• _Tarefa A_
Extraia das entradas cada linha que contenha a palavra "white".
==== Texto fornecido ====
No entanto, há também pessoas como Luís Filipe, de 58 anos, que vive em Lisboa, mas tem a mãe de 85 anos e o filho de 26 a morarem em Escalos Fundeiros, a alertar para os mitos das avionetas que sempre correram na região.
Facto é que esta terça-feira os inspectores do Laboratório da Polícia Científica, depois de a GNR ter vedado o local durante todo o dia, tinham como missão fazer nova inspecção ao terreno. E todos os dados recolhidos pelas autoridades apontam para que não haja origem dolosa, tal como o director nacional da PJ, Almeida Rodrigues avançou no dia seguinte à tragédia.
Sozinha sem se poder mover
Vanda está agora ao lado da mãe, mas quando tudo aconteceu não conseguiu chegar até ela. Alcina, de 74 anos, fora operada há pouco tempo e não conseguia sair de casa. No entanto, o nervosismo fê-la subir e descer escadas. O joelho é que as pagou.
“Estive sempre sozinha. A minha filha não podia vir porque estava lá em baixo a cuidar do que é dela. Andava a subir e a descer as escadas, mas sem poder. Não podia ir para lado nenhum. Era meia-noite e ainda andava tudo a arder. Metia medo, íamos à casa-de-banho e via-se as labaredas”, conta a septuagenária.
A filha ouve-a e interrompe. A memória ainda muito vivida da noite de sábado começa a falar. “Só se ouviam os eucaliptos. Veio como uma força tal que ficámos debaixo de fogo-de-artifício. As chamas eram tantas que tínhamos as chamas por cima de nós. Isto não teve explicação. Nunca se sentiu tanto medo. Parecia que tinham lançado pólvora pela terra”.
====
• _Tarefa B_
Extraia do texto sobre o incêndio, sem qualquer alteração, o trecho que vai de "Facto é que" a "seguinte à tragédia.".
==== Material do exercício ====
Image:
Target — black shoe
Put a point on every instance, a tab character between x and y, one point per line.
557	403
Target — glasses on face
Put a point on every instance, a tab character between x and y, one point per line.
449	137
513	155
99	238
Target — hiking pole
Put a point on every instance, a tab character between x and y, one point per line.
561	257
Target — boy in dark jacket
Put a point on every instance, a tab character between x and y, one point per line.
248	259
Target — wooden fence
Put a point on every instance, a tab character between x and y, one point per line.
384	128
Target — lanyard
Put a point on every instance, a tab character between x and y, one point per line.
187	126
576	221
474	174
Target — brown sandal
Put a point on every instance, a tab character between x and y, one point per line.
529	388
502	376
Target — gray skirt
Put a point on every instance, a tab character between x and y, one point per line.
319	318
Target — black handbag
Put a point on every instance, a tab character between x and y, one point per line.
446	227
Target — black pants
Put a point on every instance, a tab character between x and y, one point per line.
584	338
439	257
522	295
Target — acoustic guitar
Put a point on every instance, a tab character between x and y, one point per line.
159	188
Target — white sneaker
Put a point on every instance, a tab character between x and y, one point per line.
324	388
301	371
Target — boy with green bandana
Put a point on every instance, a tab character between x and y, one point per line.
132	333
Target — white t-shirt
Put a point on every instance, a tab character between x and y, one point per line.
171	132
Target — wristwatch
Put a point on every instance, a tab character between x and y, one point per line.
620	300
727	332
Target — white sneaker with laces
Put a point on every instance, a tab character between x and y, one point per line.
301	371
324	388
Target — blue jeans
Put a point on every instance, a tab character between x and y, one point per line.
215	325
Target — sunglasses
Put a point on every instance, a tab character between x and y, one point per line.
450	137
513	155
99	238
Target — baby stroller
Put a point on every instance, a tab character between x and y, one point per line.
====
• _Resolução completa A_
Target — white sneaker
Target — white t-shirt
Target — white sneaker with laces

• _Resolução completa B_
Facto é que esta terça-feira os inspectores do Laboratório da Polícia Científica, depois de a GNR ter vedado o local durante todo o dia, tinham como missão fazer nova inspecção ao terreno. E todos os dados recolhidos pelas autoridades apontam para que não haja origem dolosa, tal como o director nacional da PJ, Almeida Rodrigues avançou no dia seguinte à tragédia.